[Named object pointing items]
· · · · ·

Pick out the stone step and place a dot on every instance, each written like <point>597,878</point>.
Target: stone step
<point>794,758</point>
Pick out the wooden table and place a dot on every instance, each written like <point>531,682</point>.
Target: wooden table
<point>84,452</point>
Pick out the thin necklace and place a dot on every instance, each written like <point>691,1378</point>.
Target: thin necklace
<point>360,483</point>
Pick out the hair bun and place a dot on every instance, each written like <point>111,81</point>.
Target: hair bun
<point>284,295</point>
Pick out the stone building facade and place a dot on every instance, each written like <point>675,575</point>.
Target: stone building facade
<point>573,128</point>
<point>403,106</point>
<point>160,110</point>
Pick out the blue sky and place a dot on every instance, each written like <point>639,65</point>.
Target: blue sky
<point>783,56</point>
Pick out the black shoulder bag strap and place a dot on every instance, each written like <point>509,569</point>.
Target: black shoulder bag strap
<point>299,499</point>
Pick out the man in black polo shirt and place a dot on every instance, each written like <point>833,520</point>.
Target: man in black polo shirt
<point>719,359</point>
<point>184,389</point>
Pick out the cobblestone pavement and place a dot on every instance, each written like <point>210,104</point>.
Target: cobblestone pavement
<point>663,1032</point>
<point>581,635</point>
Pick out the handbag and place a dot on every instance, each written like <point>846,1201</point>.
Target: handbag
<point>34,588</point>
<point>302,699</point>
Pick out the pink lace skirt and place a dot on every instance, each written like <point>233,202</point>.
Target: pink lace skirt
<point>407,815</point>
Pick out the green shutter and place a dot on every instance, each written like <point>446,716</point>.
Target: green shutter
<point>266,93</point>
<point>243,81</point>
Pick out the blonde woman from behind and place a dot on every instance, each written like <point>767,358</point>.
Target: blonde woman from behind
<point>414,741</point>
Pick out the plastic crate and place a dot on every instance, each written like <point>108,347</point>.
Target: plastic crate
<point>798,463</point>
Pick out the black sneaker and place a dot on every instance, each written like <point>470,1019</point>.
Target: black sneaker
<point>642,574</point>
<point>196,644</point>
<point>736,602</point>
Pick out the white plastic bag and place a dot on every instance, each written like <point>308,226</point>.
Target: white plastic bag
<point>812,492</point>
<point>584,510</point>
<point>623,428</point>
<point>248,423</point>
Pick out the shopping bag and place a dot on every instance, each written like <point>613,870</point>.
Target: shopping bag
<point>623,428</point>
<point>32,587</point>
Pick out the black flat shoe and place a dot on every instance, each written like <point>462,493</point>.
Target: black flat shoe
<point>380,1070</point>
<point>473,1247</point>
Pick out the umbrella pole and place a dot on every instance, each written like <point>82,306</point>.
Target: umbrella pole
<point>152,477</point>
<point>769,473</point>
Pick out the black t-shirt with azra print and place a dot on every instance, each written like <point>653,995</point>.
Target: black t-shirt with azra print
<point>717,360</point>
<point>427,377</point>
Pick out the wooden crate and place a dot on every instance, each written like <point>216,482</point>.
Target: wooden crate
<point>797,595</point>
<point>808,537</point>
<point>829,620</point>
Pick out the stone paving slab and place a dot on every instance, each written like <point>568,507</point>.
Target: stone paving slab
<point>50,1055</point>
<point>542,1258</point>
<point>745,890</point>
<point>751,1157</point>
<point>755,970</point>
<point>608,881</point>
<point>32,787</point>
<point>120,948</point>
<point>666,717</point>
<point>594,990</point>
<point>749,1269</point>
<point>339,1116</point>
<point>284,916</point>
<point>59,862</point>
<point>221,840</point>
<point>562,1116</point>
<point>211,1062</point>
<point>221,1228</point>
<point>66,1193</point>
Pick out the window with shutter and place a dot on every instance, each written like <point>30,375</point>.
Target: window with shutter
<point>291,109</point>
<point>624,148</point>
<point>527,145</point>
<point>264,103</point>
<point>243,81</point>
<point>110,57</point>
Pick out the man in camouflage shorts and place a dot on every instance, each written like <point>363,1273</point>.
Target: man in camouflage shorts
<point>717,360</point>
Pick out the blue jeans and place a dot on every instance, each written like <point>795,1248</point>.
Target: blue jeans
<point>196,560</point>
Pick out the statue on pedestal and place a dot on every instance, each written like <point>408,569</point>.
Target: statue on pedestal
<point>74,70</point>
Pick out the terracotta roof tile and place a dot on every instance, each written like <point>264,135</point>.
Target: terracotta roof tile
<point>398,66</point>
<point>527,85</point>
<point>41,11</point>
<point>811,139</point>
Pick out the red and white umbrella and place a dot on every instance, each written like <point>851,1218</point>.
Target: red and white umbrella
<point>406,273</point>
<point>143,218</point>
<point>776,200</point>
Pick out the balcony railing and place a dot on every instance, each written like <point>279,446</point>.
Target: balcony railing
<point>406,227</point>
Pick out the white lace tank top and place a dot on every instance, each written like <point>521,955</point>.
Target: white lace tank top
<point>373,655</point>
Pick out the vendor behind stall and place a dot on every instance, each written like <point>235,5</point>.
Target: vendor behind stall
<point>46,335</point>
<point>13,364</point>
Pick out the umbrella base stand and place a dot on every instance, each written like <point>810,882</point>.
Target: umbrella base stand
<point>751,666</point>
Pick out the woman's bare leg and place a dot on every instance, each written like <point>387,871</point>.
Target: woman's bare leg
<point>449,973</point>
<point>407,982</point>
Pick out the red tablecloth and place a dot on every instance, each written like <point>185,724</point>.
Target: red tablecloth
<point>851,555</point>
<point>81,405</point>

· · · · ·

■ Stated problem
Put every line of the items into a JSON list of strings, one string per line, leaving out blank lines.

■ Exercise result
[
  "Pick out the stone step and place a dot on every instance, each written like <point>597,878</point>.",
  "Target: stone step",
  "<point>794,758</point>",
  "Pick out the wooden table and place a dot on every instance, each written like <point>531,682</point>.",
  "Target: wooden table",
  "<point>84,452</point>",
  "Pick out the thin necklace and place a dot on every instance, each written like <point>691,1378</point>.",
  "Target: thin necklace",
  "<point>360,483</point>",
  "Pick out the hair bun and place a dot on every instance, each written like <point>111,81</point>.",
  "Target: hair bun",
  "<point>284,295</point>",
  "Pick out the stone building facade and place a dot on every instance, each written like <point>675,575</point>.",
  "Target: stone building facade",
  "<point>573,128</point>",
  "<point>403,106</point>",
  "<point>160,110</point>",
  "Pick out the blue sky and place a dot on every instance, each written like <point>639,65</point>.",
  "Target: blue sky",
  "<point>783,56</point>",
  "Pick out the black shoulder bag strap and place a dot on every instance, each written like <point>509,569</point>.",
  "Target: black shoulder bag strap",
  "<point>299,499</point>",
  "Pick out the man in black polo shirt and place a dot on every instance, each written like <point>833,520</point>.",
  "Target: man in black polo shirt",
  "<point>719,359</point>",
  "<point>184,389</point>",
  "Pick out the cobblestone pavement and place a dot on every instance, each written like <point>210,104</point>.",
  "Target: cobblestone pavement",
  "<point>663,1032</point>",
  "<point>581,635</point>",
  "Pick out the handbag and place a dot on every instance, each written like <point>846,1201</point>.",
  "Target: handbag",
  "<point>34,588</point>",
  "<point>302,699</point>",
  "Pick out the pink lace skirt and place a dot on every instance, each written like <point>233,202</point>.",
  "Target: pink lace skirt",
  "<point>407,815</point>",
  "Pick out the green shutter and place a dot on every instance, each written like <point>446,716</point>.",
  "Target: green shutter",
  "<point>266,93</point>",
  "<point>243,81</point>",
  "Pick out the blonde woman from behind and place a dot on every instance, each written like <point>767,358</point>.",
  "Target: blonde woman from behind",
  "<point>414,741</point>",
  "Pick out the plastic crate and place a dot on every instance, each written like <point>108,347</point>.",
  "Target: plastic crate",
  "<point>798,463</point>",
  "Pick out the black sneaker and place a dot on every instance, each written like <point>470,1019</point>.",
  "Target: black sneaker",
  "<point>642,574</point>",
  "<point>196,644</point>",
  "<point>736,602</point>",
  "Pick out the white plastic bag and place a dot on every instance, each written like <point>308,226</point>.",
  "Target: white plastic bag",
  "<point>812,492</point>",
  "<point>584,510</point>",
  "<point>623,428</point>",
  "<point>248,423</point>",
  "Pick out the shopping bag and place a dot on every instance, each written like <point>613,870</point>.",
  "Target: shopping bag",
  "<point>623,428</point>",
  "<point>32,587</point>",
  "Pick out the black flat shoe and place a dot on every instance, each written like <point>462,493</point>.",
  "Target: black flat shoe",
  "<point>380,1070</point>",
  "<point>473,1247</point>",
  "Pick out the umbrella pole and place a dot on every instance, each written like <point>82,306</point>.",
  "Target: umbrella pole",
  "<point>152,477</point>",
  "<point>769,473</point>",
  "Pick out the black t-shirt with azra print and place a dot on every instance, each written like <point>653,995</point>.",
  "Target: black t-shirt with azra print",
  "<point>717,360</point>",
  "<point>427,377</point>",
  "Pick out the wooden crate and place a dot on every instance, each written like <point>216,482</point>.",
  "Target: wooden crate",
  "<point>797,595</point>",
  "<point>808,537</point>",
  "<point>829,620</point>",
  "Pick out the stone paving slab and place a dot on every instance, each written like <point>568,507</point>.",
  "Target: stone paving slab",
  "<point>50,1055</point>",
  "<point>542,1258</point>",
  "<point>745,890</point>",
  "<point>751,1157</point>",
  "<point>755,970</point>",
  "<point>608,881</point>",
  "<point>32,787</point>",
  "<point>120,948</point>",
  "<point>666,717</point>",
  "<point>594,990</point>",
  "<point>749,1269</point>",
  "<point>339,1116</point>",
  "<point>284,916</point>",
  "<point>59,862</point>",
  "<point>221,840</point>",
  "<point>562,1116</point>",
  "<point>211,1062</point>",
  "<point>221,1228</point>",
  "<point>66,1193</point>",
  "Pick out the window with shutter and place a dot on every instance, each written like <point>30,375</point>.",
  "Target: window with shutter",
  "<point>291,109</point>",
  "<point>624,148</point>",
  "<point>527,145</point>",
  "<point>264,103</point>",
  "<point>243,81</point>",
  "<point>110,57</point>",
  "Pick out the man in camouflage shorts and place a dot on every instance, each written like <point>363,1273</point>.",
  "Target: man in camouflage shorts",
  "<point>717,360</point>",
  "Pick out the blue jeans and place a dot on every instance, each written like <point>795,1248</point>.",
  "Target: blue jeans",
  "<point>196,560</point>",
  "Pick out the statue on pedestal and place a dot on every instance, each written like <point>408,569</point>.",
  "Target: statue on pedestal",
  "<point>74,70</point>",
  "Pick out the terracotta roof tile and place a dot on every instance, each written like <point>264,135</point>.",
  "Target: terracotta roof tile",
  "<point>398,66</point>",
  "<point>527,85</point>",
  "<point>41,11</point>",
  "<point>811,139</point>",
  "Pick out the red and white umbrella and place a dot on every instance, each written like <point>851,1218</point>.",
  "Target: red and white umbrella",
  "<point>406,273</point>",
  "<point>143,218</point>",
  "<point>776,200</point>",
  "Pick out the balcony railing and place a dot on every instance, each written like <point>279,446</point>.",
  "Target: balcony railing",
  "<point>406,227</point>",
  "Pick out the white lace tank top and place a dot on every instance, each written like <point>521,955</point>.",
  "Target: white lace tank top",
  "<point>373,655</point>",
  "Pick out the vendor behind stall and place a dot on every instance, each written like <point>235,5</point>.",
  "Target: vendor behind stall",
  "<point>46,335</point>",
  "<point>13,364</point>",
  "Pick out the umbrella base stand and place a dot on every instance, each written like <point>810,882</point>.",
  "Target: umbrella base stand",
  "<point>751,666</point>",
  "Pick out the woman's bare leg and place a dot on every instance, each written like <point>387,871</point>.",
  "Target: woman's bare leg",
  "<point>449,973</point>",
  "<point>407,982</point>",
  "Pick out the red tablecloth and place a dot on every instance, each written like <point>185,724</point>.",
  "Target: red tablecloth",
  "<point>851,555</point>",
  "<point>81,405</point>"
]